▸ What needs to be done
Please pull out every line of the records below that contains the string "after", and treat uppercase and lowercase as different.

▸ Dataset records
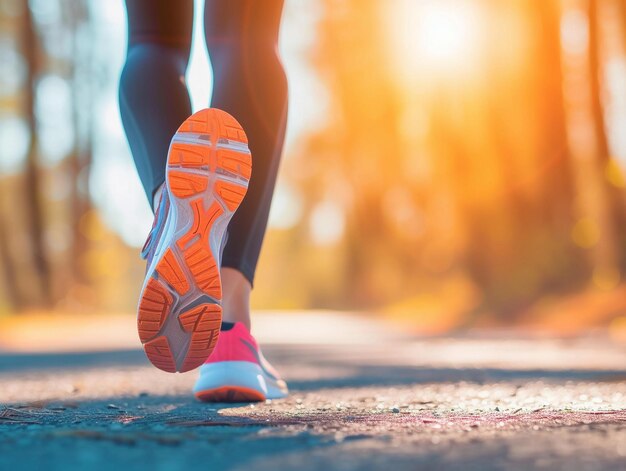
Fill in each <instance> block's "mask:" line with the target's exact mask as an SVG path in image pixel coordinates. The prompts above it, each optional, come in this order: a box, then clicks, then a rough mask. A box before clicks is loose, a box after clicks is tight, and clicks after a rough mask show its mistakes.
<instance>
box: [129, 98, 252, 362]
mask: <svg viewBox="0 0 626 471" xmlns="http://www.w3.org/2000/svg"><path fill="white" fill-rule="evenodd" d="M247 143H248V140H247V138H246V135H245V133H244V131H243V129H242V128H241V125H240V124H239V123H238V122H237V120H235V118H233V117H232V116H231V115H229V114H228V113H226V112H224V111H221V110H217V109H205V110H202V111H199V112H197V113H195V114H193V115H192V116H190V117H189V118H188V119H186V120H185V121H184V122H183V124H181V126H180V127H179V128H178V131H177V132H176V134H175V135H174V137H173V138H172V142H171V144H170V148H169V153H168V158H167V171H166V185H167V189H168V191H169V196H170V208H169V212H168V214H167V217H166V220H165V226H164V229H163V233H162V235H161V237H160V240H159V241H158V245H157V248H156V252H155V256H154V258H153V260H152V262H151V263H150V266H149V267H148V271H147V274H146V280H145V282H144V286H143V288H142V292H141V297H140V299H139V307H138V316H137V330H138V331H139V338H140V339H141V343H142V344H143V346H144V350H145V352H146V355H147V357H148V359H149V360H150V361H151V362H152V364H153V365H154V366H156V367H157V368H160V369H161V370H164V371H167V372H171V373H174V372H177V371H178V372H185V371H189V370H192V369H194V368H197V367H198V366H200V365H202V363H204V361H205V360H206V359H207V358H208V357H209V355H210V354H211V352H212V351H213V348H214V347H215V344H216V343H217V339H218V336H219V331H220V326H221V322H222V308H221V305H220V304H221V299H222V284H221V278H220V271H219V267H220V264H221V252H220V249H221V245H222V241H223V237H224V234H225V232H226V228H227V226H228V222H229V221H230V219H231V218H232V216H233V214H234V213H235V211H236V210H237V208H238V207H239V205H240V204H241V201H242V200H243V198H244V196H245V194H246V190H247V188H248V181H249V180H250V175H251V171H252V159H251V156H250V151H249V149H248V145H247Z"/></svg>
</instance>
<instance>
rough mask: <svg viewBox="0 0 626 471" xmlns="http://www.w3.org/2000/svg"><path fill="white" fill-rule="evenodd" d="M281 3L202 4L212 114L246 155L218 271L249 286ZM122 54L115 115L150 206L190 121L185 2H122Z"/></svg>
mask: <svg viewBox="0 0 626 471" xmlns="http://www.w3.org/2000/svg"><path fill="white" fill-rule="evenodd" d="M282 7H283V0H206V4H205V9H204V31H205V37H206V45H207V49H208V51H209V56H210V59H211V64H212V67H213V74H214V85H213V101H212V104H211V106H213V107H215V108H220V109H222V110H224V111H227V112H228V113H230V114H231V115H233V116H234V117H235V118H236V119H237V120H238V121H239V122H240V123H241V125H242V126H243V129H244V130H245V132H246V134H247V136H248V141H249V147H250V151H251V152H252V159H253V164H252V167H253V169H252V178H251V179H250V184H249V187H248V193H247V195H246V197H245V198H244V200H243V202H242V204H241V206H240V207H239V209H238V210H237V212H236V213H235V215H234V216H233V218H232V220H231V222H230V225H229V226H228V242H227V244H226V247H225V248H224V253H223V257H222V266H224V267H231V268H235V269H237V270H239V271H240V272H241V273H242V274H243V275H244V276H245V277H246V278H247V279H248V280H249V281H250V283H252V281H253V278H254V272H255V269H256V264H257V261H258V258H259V253H260V251H261V244H262V242H263V236H264V234H265V229H266V226H267V218H268V216H269V209H270V203H271V199H272V194H273V191H274V185H275V182H276V174H277V171H278V164H279V161H280V155H281V152H282V147H283V140H284V134H285V123H286V116H287V79H286V77H285V73H284V71H283V68H282V65H281V62H280V59H279V57H278V52H277V43H278V30H279V26H280V17H281V13H282ZM126 8H127V11H128V54H127V58H126V64H125V66H124V70H123V71H122V76H121V79H120V111H121V114H122V122H123V124H124V129H125V130H126V135H127V137H128V141H129V144H130V149H131V151H132V154H133V158H134V160H135V165H136V166H137V171H138V172H139V177H140V178H141V182H142V184H143V187H144V189H145V191H146V195H147V196H148V199H149V200H150V204H151V205H152V199H153V196H154V193H155V192H156V190H157V189H158V188H159V187H160V186H161V185H162V184H163V182H164V181H165V167H166V161H167V151H168V148H169V143H170V139H171V138H172V136H173V135H174V133H175V132H176V129H177V128H178V126H179V125H180V124H181V123H182V122H183V121H184V120H185V119H186V118H187V117H189V115H190V114H191V103H190V100H189V93H188V91H187V86H186V85H185V71H186V69H187V64H188V62H189V52H190V50H191V32H192V25H193V0H176V1H174V0H126Z"/></svg>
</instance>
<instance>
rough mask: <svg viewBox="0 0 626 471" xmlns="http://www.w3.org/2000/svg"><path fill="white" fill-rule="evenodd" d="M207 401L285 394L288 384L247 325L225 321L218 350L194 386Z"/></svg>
mask: <svg viewBox="0 0 626 471" xmlns="http://www.w3.org/2000/svg"><path fill="white" fill-rule="evenodd" d="M193 392H194V394H195V396H196V397H197V398H198V399H199V400H201V401H205V402H255V401H265V400H266V399H280V398H283V397H286V396H287V394H288V393H289V391H288V390H287V384H286V383H285V382H284V381H283V380H282V379H280V377H279V375H278V373H277V372H276V370H275V369H274V368H272V366H271V365H270V364H269V363H268V361H267V360H266V359H265V357H263V354H262V353H261V350H260V349H259V346H258V344H257V342H256V340H255V339H254V337H253V336H252V335H251V334H250V332H249V331H248V329H247V328H246V326H245V325H243V324H242V323H240V322H237V323H234V324H233V323H227V322H225V323H224V326H223V327H222V332H221V333H220V339H219V341H218V342H217V346H216V347H215V350H214V351H213V353H212V354H211V356H210V357H209V359H208V360H207V361H206V363H205V364H204V365H202V366H201V367H200V377H199V378H198V381H196V384H195V386H194V387H193Z"/></svg>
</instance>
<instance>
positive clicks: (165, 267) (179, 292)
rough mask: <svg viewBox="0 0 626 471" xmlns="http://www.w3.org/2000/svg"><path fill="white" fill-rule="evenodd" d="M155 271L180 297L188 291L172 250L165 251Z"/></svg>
mask: <svg viewBox="0 0 626 471" xmlns="http://www.w3.org/2000/svg"><path fill="white" fill-rule="evenodd" d="M156 271H157V272H158V273H159V275H161V276H162V277H163V279H164V280H165V281H167V282H168V283H169V284H170V286H171V287H172V288H174V289H175V290H176V292H177V293H178V294H180V295H181V296H182V295H183V294H185V293H186V292H187V291H189V282H188V281H187V278H186V277H185V274H184V273H183V270H182V269H181V268H180V265H179V264H178V261H177V260H176V257H175V256H174V252H172V249H167V251H166V252H165V254H164V255H163V258H162V259H161V260H160V261H159V263H158V265H157V267H156Z"/></svg>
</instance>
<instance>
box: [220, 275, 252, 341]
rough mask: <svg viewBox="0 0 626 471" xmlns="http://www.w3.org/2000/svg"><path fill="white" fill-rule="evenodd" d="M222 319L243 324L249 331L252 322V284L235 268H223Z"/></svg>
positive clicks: (222, 277) (222, 286)
mask: <svg viewBox="0 0 626 471" xmlns="http://www.w3.org/2000/svg"><path fill="white" fill-rule="evenodd" d="M221 274H222V319H223V320H224V321H226V322H241V323H242V324H244V325H245V326H246V328H247V329H248V330H250V328H251V320H250V293H251V292H252V286H251V285H250V282H249V281H248V280H247V279H246V278H245V277H244V276H243V275H242V274H241V272H239V271H238V270H235V269H233V268H222V270H221Z"/></svg>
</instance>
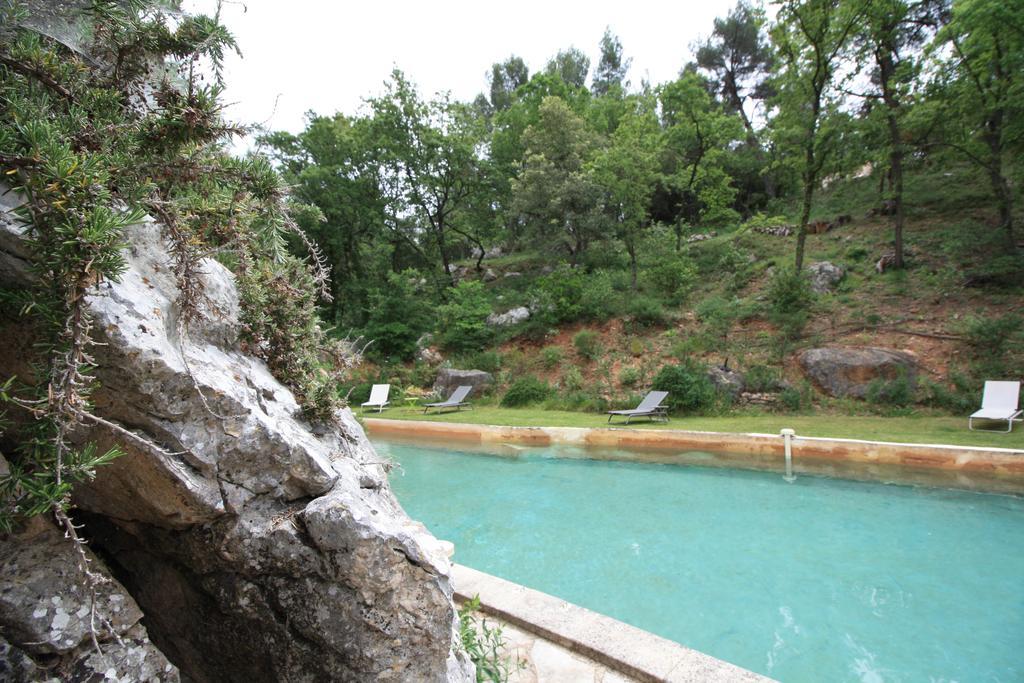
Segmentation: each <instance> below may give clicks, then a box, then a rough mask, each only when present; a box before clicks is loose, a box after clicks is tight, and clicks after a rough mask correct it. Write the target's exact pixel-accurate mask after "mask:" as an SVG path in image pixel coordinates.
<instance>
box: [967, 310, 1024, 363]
mask: <svg viewBox="0 0 1024 683" xmlns="http://www.w3.org/2000/svg"><path fill="white" fill-rule="evenodd" d="M1022 327H1024V318H1022V317H1020V316H1019V315H1014V314H1009V315H1004V316H1001V317H969V318H967V319H966V321H965V322H964V326H963V330H964V337H965V341H966V342H967V343H968V345H969V346H971V348H972V350H973V351H974V352H975V353H976V354H978V355H982V356H990V355H1000V354H1002V353H1005V352H1006V350H1007V346H1009V345H1010V343H1011V342H1012V341H1015V339H1016V338H1017V337H1019V333H1020V331H1021V328H1022Z"/></svg>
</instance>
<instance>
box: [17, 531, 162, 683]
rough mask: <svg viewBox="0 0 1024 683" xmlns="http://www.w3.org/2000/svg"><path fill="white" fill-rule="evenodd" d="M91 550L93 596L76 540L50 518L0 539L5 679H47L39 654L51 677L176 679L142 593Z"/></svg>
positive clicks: (76, 679)
mask: <svg viewBox="0 0 1024 683" xmlns="http://www.w3.org/2000/svg"><path fill="white" fill-rule="evenodd" d="M84 552H85V557H86V558H87V559H88V560H89V566H90V569H91V570H92V571H94V572H95V574H96V577H97V579H96V583H97V585H96V589H95V596H94V600H95V602H94V603H93V599H92V598H90V587H89V585H88V584H87V582H86V581H85V580H84V575H83V573H82V571H81V569H80V568H79V557H78V552H77V551H76V549H75V546H74V545H73V544H72V543H71V542H70V541H68V540H67V539H65V538H63V535H62V533H60V532H59V531H57V529H56V527H54V526H53V524H52V523H50V522H49V521H48V520H47V519H45V518H43V517H37V518H35V519H33V520H31V521H30V523H29V524H28V526H27V527H26V528H25V529H23V530H20V531H19V532H17V533H13V535H11V536H9V537H7V538H5V539H3V540H2V541H0V634H2V635H0V680H4V681H7V680H11V681H30V680H41V679H42V678H43V677H42V676H40V674H41V673H42V672H41V671H39V670H37V667H36V664H35V660H34V659H33V657H42V658H45V659H47V660H48V661H49V663H51V664H55V666H54V667H53V669H51V670H49V671H47V672H46V677H47V678H49V677H52V680H57V679H59V680H80V681H85V680H122V681H177V680H178V670H177V668H175V667H174V666H173V665H171V664H170V663H169V661H168V660H167V657H166V656H164V654H163V652H161V651H160V650H158V649H157V648H156V647H155V646H154V645H153V643H152V642H150V637H148V634H147V633H146V630H145V627H143V626H142V624H141V620H142V612H141V610H140V609H139V608H138V605H137V604H136V602H135V600H134V599H132V597H131V595H129V594H128V591H126V590H125V588H124V587H123V586H122V585H121V584H119V583H118V582H117V581H116V580H115V579H114V578H113V577H112V575H111V574H110V572H109V571H106V569H105V568H104V567H103V565H102V564H101V563H100V562H99V560H98V559H97V558H96V556H95V555H93V554H92V552H91V551H90V550H89V549H87V548H86V549H84ZM93 604H94V605H95V611H93V609H92V607H93ZM93 629H94V630H95V638H96V641H97V642H98V643H99V646H100V651H97V650H96V649H95V646H94V645H93V641H92V638H93ZM5 668H6V671H5ZM47 669H49V668H48V667H47Z"/></svg>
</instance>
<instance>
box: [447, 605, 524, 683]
mask: <svg viewBox="0 0 1024 683" xmlns="http://www.w3.org/2000/svg"><path fill="white" fill-rule="evenodd" d="M479 609H480V596H479V595H474V596H473V599H472V600H469V601H467V602H466V603H464V604H463V606H462V607H460V608H459V640H460V642H461V644H462V649H463V650H464V651H465V652H466V654H467V655H469V658H470V660H471V661H472V663H473V666H474V667H476V681H477V683H483V682H484V681H490V682H492V683H504V682H505V681H508V680H509V675H510V674H511V673H512V672H514V671H518V670H519V669H521V668H522V667H523V666H524V665H523V664H522V663H521V661H520V660H519V659H518V658H516V659H514V660H513V659H512V657H509V656H503V655H502V651H504V650H505V649H506V647H507V646H506V642H505V637H504V636H503V635H502V627H501V626H499V625H495V626H494V627H492V626H488V625H487V621H486V620H480V621H479V622H477V620H476V616H474V614H475V613H476V612H477V611H478V610H479Z"/></svg>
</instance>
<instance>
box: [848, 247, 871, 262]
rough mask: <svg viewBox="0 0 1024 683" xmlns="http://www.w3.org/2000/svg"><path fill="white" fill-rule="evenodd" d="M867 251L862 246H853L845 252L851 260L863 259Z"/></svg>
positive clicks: (861, 260)
mask: <svg viewBox="0 0 1024 683" xmlns="http://www.w3.org/2000/svg"><path fill="white" fill-rule="evenodd" d="M868 253H869V252H868V251H867V249H865V248H864V247H854V248H853V249H851V250H849V251H848V252H846V257H847V258H848V259H850V260H851V261H863V260H864V259H865V258H867V254H868Z"/></svg>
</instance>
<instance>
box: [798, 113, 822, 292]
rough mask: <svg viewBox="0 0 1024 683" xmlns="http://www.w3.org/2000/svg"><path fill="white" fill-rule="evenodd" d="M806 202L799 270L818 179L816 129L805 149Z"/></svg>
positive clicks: (800, 266)
mask: <svg viewBox="0 0 1024 683" xmlns="http://www.w3.org/2000/svg"><path fill="white" fill-rule="evenodd" d="M814 109H815V112H814V116H815V121H816V120H817V106H815V108H814ZM804 163H805V164H806V166H805V167H804V204H803V207H802V208H801V210H800V227H799V228H798V229H797V260H796V268H797V272H800V271H801V270H803V269H804V245H805V244H806V243H807V223H808V221H810V219H811V202H812V201H813V200H814V183H815V182H816V181H817V173H815V171H814V129H812V130H811V136H810V138H809V139H808V141H807V146H806V147H805V150H804Z"/></svg>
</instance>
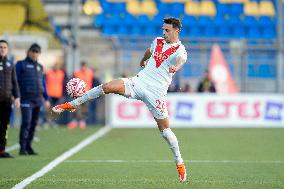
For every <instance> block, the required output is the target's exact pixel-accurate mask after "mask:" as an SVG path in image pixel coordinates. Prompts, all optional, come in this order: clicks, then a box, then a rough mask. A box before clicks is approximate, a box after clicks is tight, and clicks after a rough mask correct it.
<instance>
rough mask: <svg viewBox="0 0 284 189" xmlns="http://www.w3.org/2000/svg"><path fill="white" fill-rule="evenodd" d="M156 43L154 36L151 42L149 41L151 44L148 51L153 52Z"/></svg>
mask: <svg viewBox="0 0 284 189" xmlns="http://www.w3.org/2000/svg"><path fill="white" fill-rule="evenodd" d="M156 43H157V38H155V39H154V40H153V42H152V43H151V46H150V52H151V53H152V54H153V52H154V51H155V46H156Z"/></svg>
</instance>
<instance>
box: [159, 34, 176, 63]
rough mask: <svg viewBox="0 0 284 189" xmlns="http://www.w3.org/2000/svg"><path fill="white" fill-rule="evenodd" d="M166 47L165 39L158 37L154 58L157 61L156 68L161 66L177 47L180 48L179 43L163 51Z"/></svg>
mask: <svg viewBox="0 0 284 189" xmlns="http://www.w3.org/2000/svg"><path fill="white" fill-rule="evenodd" d="M163 47H164V40H163V39H157V46H156V49H155V52H154V59H155V61H156V68H158V67H160V65H161V64H162V63H163V62H164V61H165V60H166V59H168V58H169V57H170V56H171V55H172V54H174V53H175V52H176V51H177V49H178V48H179V45H177V46H175V47H171V48H169V49H167V50H166V51H165V52H162V50H163Z"/></svg>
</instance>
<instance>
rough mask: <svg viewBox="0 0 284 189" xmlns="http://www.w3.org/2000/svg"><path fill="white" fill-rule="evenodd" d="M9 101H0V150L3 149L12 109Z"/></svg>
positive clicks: (4, 147)
mask: <svg viewBox="0 0 284 189" xmlns="http://www.w3.org/2000/svg"><path fill="white" fill-rule="evenodd" d="M11 105H12V102H11V101H0V152H1V151H2V152H3V151H5V146H6V143H7V138H6V134H7V129H8V124H9V120H10V114H11V111H12V107H11Z"/></svg>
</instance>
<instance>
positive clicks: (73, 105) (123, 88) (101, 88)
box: [52, 79, 125, 113]
mask: <svg viewBox="0 0 284 189" xmlns="http://www.w3.org/2000/svg"><path fill="white" fill-rule="evenodd" d="M124 92H125V88H124V82H123V80H121V79H118V80H113V81H110V82H108V83H105V84H102V85H99V86H97V87H94V88H92V89H91V90H89V91H87V92H86V93H85V94H84V95H83V96H81V97H79V98H76V99H75V100H72V101H71V102H66V103H64V104H60V105H57V106H55V107H53V108H52V111H53V112H55V113H62V112H64V111H66V110H68V111H75V110H76V107H77V106H79V105H81V104H83V103H85V102H87V101H89V100H91V99H95V98H98V97H100V96H101V95H103V94H109V93H115V94H124Z"/></svg>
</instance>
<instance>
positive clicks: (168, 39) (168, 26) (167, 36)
mask: <svg viewBox="0 0 284 189" xmlns="http://www.w3.org/2000/svg"><path fill="white" fill-rule="evenodd" d="M178 33H179V29H177V28H173V25H172V24H163V35H164V39H165V41H166V42H167V43H172V42H174V41H175V40H176V39H177V37H178Z"/></svg>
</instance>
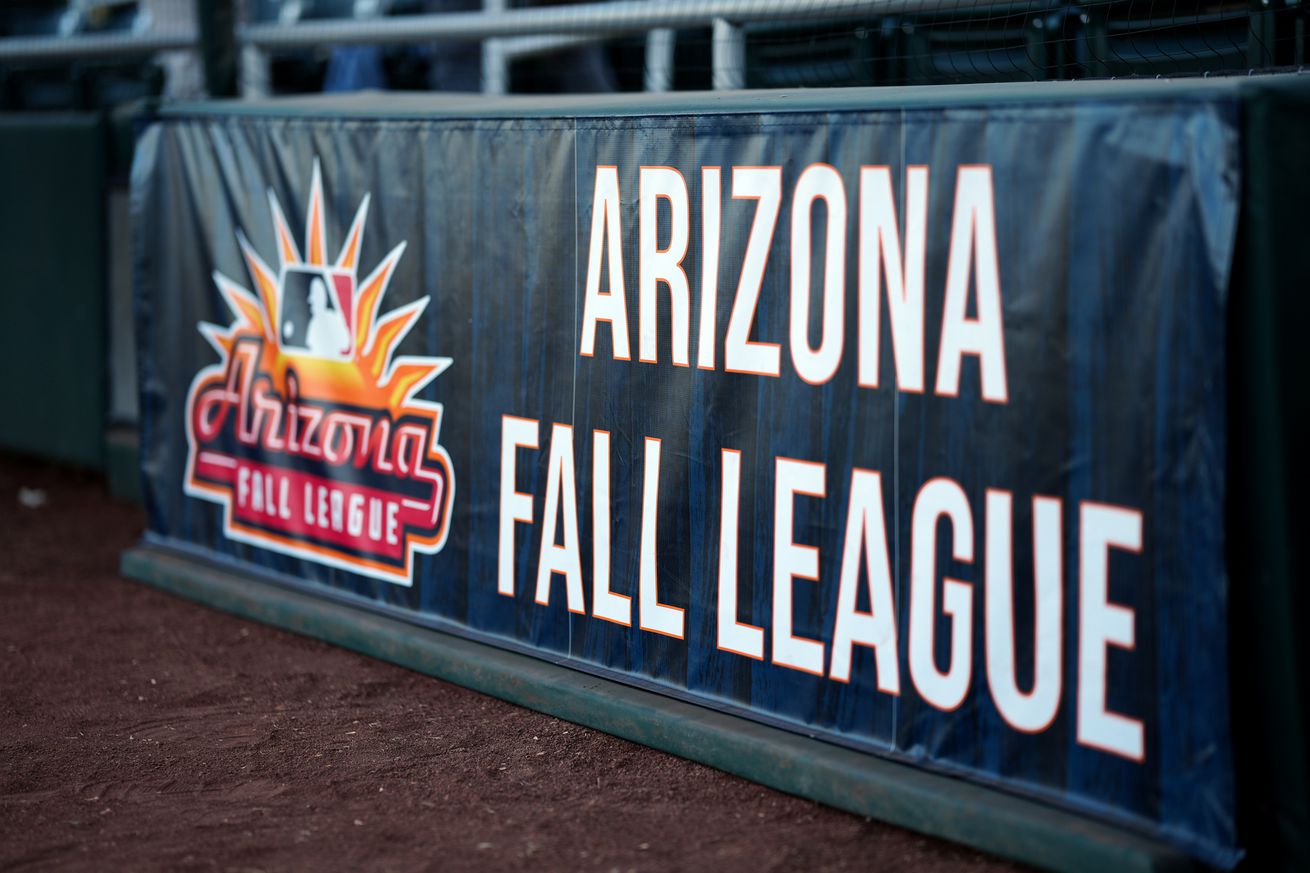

▸ Solution
Fill in each <instance> block's "mask:" line with the target's exact mask as an SVG path in image pixel coordinates. The prompts above it, each optional, come in this order: a box, then clicks, then a rough mask. A box before clicks is loose, a box after clicks is tight, and clicks after a rough mask show its mistakes.
Segmentation: each <instance> below may give clicks, then a box, then a rough mask, each only when present; a box before clicks is loose, a box after clicks is tight, and clicks after a rough mask correct it. Write the target's exact pixel-accurate mask after "mask:" as an SVG path in image pixel coordinates.
For every <instance> block, the required output is the target's exact pixel-accurate mask after "mask:" as an SVG path in image pixel coordinates. Prompts, all optional, come in this order: clicks, then a box, then a rough mask. A box before clicks is approximate, a box after clicks is tight, and clicks after a rough mask correct it.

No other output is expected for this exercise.